I am a performance maker and art practitioner with two decades of experience in the Americas and Europe. My work in physical theater, dance, and performance strives to see beyond western perspectives, outside of white hegemonies, as embodiments of expansive anti-colonial care and communal reflection.

 

In Italy, working at the Grotowski’s workcenter, I learned to look into body-based practices across disciplines and traditions and to extend my approach to the actor training, beyond the European parameters often taught at the schools I had encountered.  For many years there, I intensively trained voice and singing from the African and Afro-Caribbean traditions, especially Haitian and Cuban songs, a practice that radically changed my approach to voice work as well as my methodologies of teaching and learning.

 

I taught undergraduate theater students in Chile, rethinking my approaches to teaching as an ever-evolving praxis driven by student engagement. These students consistently defied how theater is being taught and thought, galvanized by male centric power relationships. Teaching is a central part of my own development as an artist; working with students and artists is a space of meaning, an active way to generate reflection and practice modalities that come from those reflections. While earning my MFA from the University of California, I worked from an interdisciplinary approach,  expanding my understanding of performance as not only a social and political device but also as a space of encounter, community, and critical thinking.

 

I don't wish to own truths, but I enjoy the facilitation of spaces where a sense of freedom and equity can be contained and cared for. Being a Latinx artist coming from a history of oppression, being born in a dictatorship in Chile, to an activist family, I am particularly sensitive to the critical importance of generating context that welcomes diversity and marginalized communities. Fighting towards intersectional justice is an everyday gesture of awareness, kindness, and receptivity for the needs and experiences of others. I strive to be aware and remind ourselves of intersectionalities and to reject hegemonic classifications.

- [Prompt A] Count the lines in the records below that contain the string "hillside", treating case as significant, and give only the number.

(Source records)
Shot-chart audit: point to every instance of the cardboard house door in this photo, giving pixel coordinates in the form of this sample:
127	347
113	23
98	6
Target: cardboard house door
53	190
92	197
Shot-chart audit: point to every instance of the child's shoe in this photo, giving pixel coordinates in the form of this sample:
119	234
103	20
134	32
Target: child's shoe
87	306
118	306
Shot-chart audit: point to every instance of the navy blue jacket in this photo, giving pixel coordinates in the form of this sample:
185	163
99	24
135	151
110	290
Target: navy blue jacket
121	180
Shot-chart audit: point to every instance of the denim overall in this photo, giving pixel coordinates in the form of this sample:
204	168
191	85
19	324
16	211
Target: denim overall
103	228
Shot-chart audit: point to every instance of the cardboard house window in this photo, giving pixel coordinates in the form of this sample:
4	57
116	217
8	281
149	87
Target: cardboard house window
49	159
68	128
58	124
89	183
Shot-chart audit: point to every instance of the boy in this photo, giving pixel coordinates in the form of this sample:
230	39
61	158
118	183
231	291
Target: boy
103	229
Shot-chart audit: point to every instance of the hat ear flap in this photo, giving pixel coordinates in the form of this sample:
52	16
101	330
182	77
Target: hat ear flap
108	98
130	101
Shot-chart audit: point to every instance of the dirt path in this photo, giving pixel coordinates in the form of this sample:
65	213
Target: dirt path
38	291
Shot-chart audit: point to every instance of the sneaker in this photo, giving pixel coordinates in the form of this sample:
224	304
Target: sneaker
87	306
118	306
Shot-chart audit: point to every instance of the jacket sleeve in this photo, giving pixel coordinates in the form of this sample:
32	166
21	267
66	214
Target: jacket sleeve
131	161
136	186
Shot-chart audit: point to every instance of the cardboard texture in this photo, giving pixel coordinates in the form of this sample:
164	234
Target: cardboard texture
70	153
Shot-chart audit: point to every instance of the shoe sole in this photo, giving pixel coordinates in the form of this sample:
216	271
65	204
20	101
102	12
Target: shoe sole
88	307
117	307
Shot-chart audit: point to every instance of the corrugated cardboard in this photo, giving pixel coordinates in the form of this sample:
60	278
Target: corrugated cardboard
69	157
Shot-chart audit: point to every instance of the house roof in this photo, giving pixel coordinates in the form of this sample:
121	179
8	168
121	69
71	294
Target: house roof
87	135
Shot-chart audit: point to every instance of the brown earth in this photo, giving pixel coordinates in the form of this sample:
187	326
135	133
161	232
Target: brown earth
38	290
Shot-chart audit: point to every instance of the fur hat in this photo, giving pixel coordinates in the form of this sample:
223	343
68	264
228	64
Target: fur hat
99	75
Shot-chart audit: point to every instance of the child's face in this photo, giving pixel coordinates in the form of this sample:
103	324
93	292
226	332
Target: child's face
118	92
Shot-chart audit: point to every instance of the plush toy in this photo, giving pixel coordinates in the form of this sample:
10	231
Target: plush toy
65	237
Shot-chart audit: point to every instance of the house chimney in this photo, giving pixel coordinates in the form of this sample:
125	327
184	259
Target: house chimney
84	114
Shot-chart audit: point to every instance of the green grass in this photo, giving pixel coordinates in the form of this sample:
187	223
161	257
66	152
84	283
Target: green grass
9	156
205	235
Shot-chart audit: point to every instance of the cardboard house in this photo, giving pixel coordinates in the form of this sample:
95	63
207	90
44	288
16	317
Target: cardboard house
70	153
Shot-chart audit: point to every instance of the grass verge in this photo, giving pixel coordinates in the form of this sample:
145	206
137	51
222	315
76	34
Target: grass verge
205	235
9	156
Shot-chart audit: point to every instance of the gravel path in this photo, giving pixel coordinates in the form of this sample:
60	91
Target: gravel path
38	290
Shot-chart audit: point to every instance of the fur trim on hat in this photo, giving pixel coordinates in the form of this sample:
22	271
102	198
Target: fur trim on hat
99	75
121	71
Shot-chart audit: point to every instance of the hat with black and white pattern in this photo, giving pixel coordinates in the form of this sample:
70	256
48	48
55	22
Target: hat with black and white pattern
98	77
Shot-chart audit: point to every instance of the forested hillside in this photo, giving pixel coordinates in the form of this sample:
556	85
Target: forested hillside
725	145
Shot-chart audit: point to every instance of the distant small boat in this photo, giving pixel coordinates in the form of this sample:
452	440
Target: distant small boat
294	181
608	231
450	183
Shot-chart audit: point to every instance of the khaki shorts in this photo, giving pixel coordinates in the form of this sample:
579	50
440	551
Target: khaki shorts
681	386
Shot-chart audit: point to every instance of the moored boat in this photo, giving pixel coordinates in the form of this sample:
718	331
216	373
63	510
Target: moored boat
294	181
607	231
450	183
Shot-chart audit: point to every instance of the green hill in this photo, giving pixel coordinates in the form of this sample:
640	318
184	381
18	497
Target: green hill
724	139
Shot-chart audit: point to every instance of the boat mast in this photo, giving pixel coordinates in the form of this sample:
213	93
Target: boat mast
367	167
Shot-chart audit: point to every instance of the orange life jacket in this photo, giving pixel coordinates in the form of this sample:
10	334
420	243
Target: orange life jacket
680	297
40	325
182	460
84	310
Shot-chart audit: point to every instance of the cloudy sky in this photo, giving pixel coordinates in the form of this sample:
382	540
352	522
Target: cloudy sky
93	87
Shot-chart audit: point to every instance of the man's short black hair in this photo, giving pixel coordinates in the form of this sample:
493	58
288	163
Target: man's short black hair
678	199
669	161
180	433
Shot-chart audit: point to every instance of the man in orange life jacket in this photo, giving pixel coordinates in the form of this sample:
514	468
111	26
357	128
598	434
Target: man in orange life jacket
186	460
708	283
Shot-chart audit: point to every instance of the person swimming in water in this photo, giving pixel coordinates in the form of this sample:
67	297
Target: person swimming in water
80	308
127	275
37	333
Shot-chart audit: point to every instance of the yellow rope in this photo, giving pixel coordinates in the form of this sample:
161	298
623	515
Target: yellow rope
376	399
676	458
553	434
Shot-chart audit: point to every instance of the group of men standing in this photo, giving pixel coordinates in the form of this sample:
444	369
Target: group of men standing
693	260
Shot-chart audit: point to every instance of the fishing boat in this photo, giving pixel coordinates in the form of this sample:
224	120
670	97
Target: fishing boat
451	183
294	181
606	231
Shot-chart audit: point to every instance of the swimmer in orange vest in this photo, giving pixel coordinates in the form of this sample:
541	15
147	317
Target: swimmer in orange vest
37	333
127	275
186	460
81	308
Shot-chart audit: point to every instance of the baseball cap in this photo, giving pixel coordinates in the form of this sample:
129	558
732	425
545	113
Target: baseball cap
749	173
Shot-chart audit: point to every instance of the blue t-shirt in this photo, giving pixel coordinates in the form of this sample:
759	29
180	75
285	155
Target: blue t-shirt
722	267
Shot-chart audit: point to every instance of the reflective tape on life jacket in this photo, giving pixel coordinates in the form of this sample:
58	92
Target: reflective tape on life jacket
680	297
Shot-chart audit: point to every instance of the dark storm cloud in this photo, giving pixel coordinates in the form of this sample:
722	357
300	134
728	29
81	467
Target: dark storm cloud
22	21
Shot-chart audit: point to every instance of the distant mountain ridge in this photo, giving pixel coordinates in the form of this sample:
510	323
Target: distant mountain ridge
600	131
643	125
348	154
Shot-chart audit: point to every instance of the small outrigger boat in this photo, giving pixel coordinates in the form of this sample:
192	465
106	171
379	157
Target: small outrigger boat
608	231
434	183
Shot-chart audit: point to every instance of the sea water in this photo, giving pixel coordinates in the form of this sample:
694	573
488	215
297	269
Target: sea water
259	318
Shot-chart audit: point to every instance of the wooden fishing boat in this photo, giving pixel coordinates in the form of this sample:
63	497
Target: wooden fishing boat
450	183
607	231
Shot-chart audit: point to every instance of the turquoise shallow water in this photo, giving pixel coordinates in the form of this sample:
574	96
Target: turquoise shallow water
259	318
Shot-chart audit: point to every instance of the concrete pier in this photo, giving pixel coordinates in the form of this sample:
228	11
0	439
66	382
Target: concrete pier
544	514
* * *
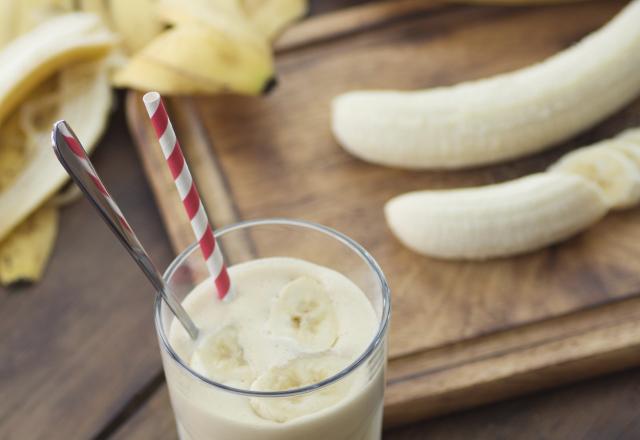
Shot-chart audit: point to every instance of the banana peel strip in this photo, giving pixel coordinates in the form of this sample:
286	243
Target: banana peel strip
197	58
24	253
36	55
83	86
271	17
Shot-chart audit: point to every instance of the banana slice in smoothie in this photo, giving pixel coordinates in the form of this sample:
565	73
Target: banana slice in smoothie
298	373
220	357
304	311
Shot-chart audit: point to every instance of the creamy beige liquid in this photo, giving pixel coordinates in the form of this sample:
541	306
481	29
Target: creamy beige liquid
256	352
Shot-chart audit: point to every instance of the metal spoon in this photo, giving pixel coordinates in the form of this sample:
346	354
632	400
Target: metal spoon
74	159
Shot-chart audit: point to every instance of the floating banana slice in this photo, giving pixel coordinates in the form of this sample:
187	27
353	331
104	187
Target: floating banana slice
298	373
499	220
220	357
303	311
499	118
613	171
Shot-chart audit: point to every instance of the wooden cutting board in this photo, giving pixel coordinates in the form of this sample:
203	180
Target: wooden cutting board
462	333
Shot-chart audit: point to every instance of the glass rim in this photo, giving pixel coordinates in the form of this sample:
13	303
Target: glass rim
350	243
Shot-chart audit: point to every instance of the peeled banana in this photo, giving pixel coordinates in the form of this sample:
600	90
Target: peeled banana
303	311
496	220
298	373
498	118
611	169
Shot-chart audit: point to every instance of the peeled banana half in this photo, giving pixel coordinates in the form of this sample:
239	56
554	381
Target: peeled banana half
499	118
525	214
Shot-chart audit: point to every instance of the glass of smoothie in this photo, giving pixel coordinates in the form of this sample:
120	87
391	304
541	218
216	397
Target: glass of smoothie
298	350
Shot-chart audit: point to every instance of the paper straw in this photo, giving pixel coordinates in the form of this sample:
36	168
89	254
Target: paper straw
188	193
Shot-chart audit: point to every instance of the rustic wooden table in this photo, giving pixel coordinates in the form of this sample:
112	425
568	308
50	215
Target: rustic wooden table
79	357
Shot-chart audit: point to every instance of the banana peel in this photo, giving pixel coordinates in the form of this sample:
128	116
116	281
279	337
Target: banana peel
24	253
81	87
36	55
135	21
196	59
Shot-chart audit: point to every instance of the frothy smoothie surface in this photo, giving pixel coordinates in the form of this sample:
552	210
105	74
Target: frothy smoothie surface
...
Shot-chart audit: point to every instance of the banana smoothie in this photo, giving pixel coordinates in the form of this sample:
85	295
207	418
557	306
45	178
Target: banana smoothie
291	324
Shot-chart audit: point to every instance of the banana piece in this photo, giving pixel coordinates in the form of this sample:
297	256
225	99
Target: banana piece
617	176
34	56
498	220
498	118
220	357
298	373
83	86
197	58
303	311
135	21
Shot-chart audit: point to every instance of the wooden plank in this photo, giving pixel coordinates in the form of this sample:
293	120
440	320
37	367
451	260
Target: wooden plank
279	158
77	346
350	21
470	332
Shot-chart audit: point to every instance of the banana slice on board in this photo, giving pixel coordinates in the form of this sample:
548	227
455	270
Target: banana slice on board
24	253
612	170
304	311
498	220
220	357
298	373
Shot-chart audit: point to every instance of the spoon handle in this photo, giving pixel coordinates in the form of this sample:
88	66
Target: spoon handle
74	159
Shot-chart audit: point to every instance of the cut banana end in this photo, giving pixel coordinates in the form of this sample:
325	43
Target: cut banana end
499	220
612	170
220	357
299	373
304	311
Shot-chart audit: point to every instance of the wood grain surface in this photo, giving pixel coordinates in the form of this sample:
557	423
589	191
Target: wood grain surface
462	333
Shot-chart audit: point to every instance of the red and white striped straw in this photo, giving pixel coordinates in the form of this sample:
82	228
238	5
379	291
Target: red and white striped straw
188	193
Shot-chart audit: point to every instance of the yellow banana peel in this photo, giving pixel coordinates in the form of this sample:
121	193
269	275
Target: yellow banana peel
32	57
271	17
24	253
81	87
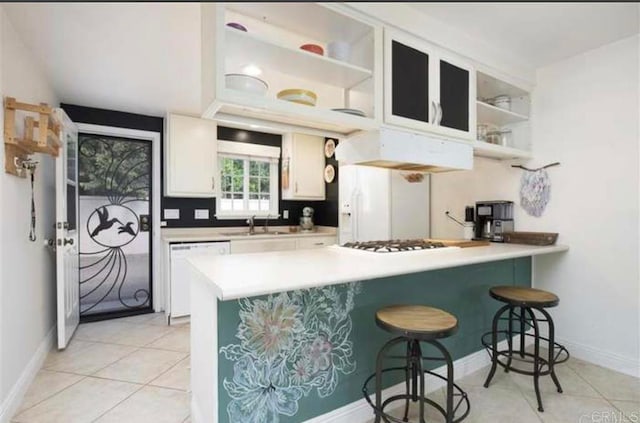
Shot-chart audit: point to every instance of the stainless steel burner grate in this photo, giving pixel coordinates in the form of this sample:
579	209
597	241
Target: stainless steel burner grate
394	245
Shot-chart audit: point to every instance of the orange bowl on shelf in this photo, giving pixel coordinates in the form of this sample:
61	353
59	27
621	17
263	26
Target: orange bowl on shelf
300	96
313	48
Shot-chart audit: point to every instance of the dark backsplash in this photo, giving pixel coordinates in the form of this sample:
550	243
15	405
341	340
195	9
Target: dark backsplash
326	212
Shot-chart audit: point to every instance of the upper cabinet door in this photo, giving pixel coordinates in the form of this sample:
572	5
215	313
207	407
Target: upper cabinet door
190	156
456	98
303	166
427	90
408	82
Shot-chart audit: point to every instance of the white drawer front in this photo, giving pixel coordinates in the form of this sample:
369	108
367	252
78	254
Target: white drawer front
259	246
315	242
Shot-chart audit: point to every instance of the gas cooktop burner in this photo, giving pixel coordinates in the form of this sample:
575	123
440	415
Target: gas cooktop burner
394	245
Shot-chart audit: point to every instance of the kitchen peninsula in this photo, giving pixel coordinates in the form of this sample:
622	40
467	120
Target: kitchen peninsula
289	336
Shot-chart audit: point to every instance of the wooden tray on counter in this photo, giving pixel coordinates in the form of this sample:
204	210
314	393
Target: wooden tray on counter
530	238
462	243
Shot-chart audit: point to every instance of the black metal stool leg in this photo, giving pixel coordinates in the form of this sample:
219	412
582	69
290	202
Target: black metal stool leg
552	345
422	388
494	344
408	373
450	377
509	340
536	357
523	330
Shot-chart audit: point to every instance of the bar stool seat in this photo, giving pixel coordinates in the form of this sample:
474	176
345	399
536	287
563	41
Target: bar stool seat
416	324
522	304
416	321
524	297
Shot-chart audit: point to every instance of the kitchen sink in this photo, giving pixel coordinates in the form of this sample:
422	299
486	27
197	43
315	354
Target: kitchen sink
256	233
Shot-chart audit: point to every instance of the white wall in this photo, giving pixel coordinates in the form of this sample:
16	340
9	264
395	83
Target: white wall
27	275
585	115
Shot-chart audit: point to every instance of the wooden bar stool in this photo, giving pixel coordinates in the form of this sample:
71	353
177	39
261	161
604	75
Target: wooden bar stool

- [Prompt B] Copy out the stretch of the artist statement above from "I am a performance" through "teaching and learning.".

- [Complete output A] 2

- [Complete output B]
I am a performance maker and art practitioner with two decades of experience in the Americas and Europe. My work in physical theater, dance, and performance strives to see beyond western perspectives, outside of white hegemonies, as embodiments of expansive anti-colonial care and communal reflection.

 

In Italy, working at the Grotowski’s workcenter, I learned to look into body-based practices across disciplines and traditions and to extend my approach to the actor training, beyond the European parameters often taught at the schools I had encountered.  For many years there, I intensively trained voice and singing from the African and Afro-Caribbean traditions, especially Haitian and Cuban songs, a practice that radically changed my approach to voice work as well as my methodologies of teaching and learning.